##### Bloque de texto #####

Fue entonces, en 1897, que Edison comenzó la denominada «guerra de patentes» con los hermanos Lumière, para determinar quién había inventado la primera máquina de cine. En paralelo, toda el área del Caribe empezó a disfrutar de las giras itinerantes, muchas de ellas precipitadas, como producto de aquella rivalidad comercial.
Más, en San José de Costa Rica, al menos, lo cierto es que fue Edison quien ganó la carrera con uno de sus mejorados aparatos.
El teatrillo cucarachero
Para mediados de la década de 1890, a pesar de los servicios que prestaba al entretenimiento josefino, el Teatro de Variedades era calificado por sus críticos como el teatrito, bosquejo de teatro o teatrillo cucarachero, entre otros epítetos igualmente denigrantes.
Como comentaba un periodista del Diario de Costa Rica, a propósito de una presentación en noviembre de 1893: “El Variedades carece de toda ilusión, es pobre su vestidura, así como raquítica y contrecha es su fisonomía”.
En efecto, todo indica que el local aquel –cuyas puertas abrieran a fines de 1890– pese a las constantes remodelaciones, no llegaba a teatro en el sentido estricto; aunque fuera en su escenario donde los josefinos disfrutaron, por primera vez, de la opereta y de la zarzuela, allá por 1892.
De la misma manera –aunque sin sospecharlo siquiera por entonces– ahí serían testigos, cinco años después, de la atracción que fue calificada como “la gran novedad del siglo”. En efecto, el 17 de febrero de 1897, en una gacetilla titulada Teatro Variedades, el diario La República anunciaba: “Ya llegó la más grande maravilla del siglo 19. El Proyectógrafo de Edison. Seis únicas presentaciones. Primera función jueves 18 de febrero”.
Ese día, en el diario El Pabellón Liberal, el dueño del aparato, el profesor Harry J. Daniels, explicaba: “El Proyectógrafo es algo parecido al Kinetoscopio, pero mejorado por un mecanismo admirable y donde las figuras se ven mover, andar y gesticular del tamaño natural. (…) Es necesario ir al Variedades para convencerse de esta sorprendente invención”.
Junto a John Dowe, Daniels era colaborador del luego reconocido como una figura clave en los inicios del cine, Edwin Stanton Porter (1870-1941), quien había comprado los derechos de exhibición a la compañía de Edison y que, para entonces, había recorrido ya California e Indiana, antes de dirigirse al Caribe; aunque no está claro que San José fuera su primer destino en el área.
Más lo cierto es que fue así como, por el precio de un peso para adultos y 50 centavos para los niños, desde la luneta o desde los palcos, pudo nuestro público asistir, entre extasiado y asustado, sin duda, a ver la invención aquella que, con el tiempo, daría paso al llamado “séptimo arte”.

##### Datos de origen #####

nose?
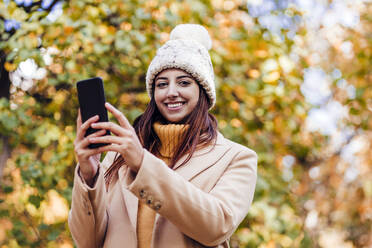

#####

### Tarea escrita A
Enumera todos los periódicos que se nombran en el texto sobre el cine en San José.
### Tarea escrita B
Resume en dos oraciones el texto sobre el cine en San José.
### Tarea escrita C
Transcribe del texto sobre el cine en San José el fragmento que va desde "Fue entonces, en" hasta "sus mejorados aparatos.".
Las líneas son un material independiente del texto.

### Respuesta completa A
Diario de Costa Rica
La República
El Pabellón Liberal

### Respuesta completa B
En febrero de 1897, el Teatro de Variedades de San José, un local que sus críticos llamaban teatrillo cucarachero, anunció el Proyectógrafo de Edison como la más grande maravilla del siglo 19. Su dueño, Harry J. Daniels, colaborador de Edwin Stanton Porter, lo presentaba como un Kinetoscopio mejorado en el que las figuras se veían moverse a tamaño natural, y el público pudo verlo por un peso los adultos y 50 centavos los niños.

### Respuesta completa C
Fue entonces, en 1897, que Edison comenzó la denominada «guerra de patentes» con los hermanos Lumière, para determinar quién había inventado la primera máquina de cine. En paralelo, toda el área del Caribe empezó a disfrutar de las giras itinerantes, muchas de ellas precipitadas, como producto de aquella rivalidad comercial.
Más, en San José de Costa Rica, al menos, lo cierto es que fue Edison quien ganó la carrera con uno de sus mejorados aparatos.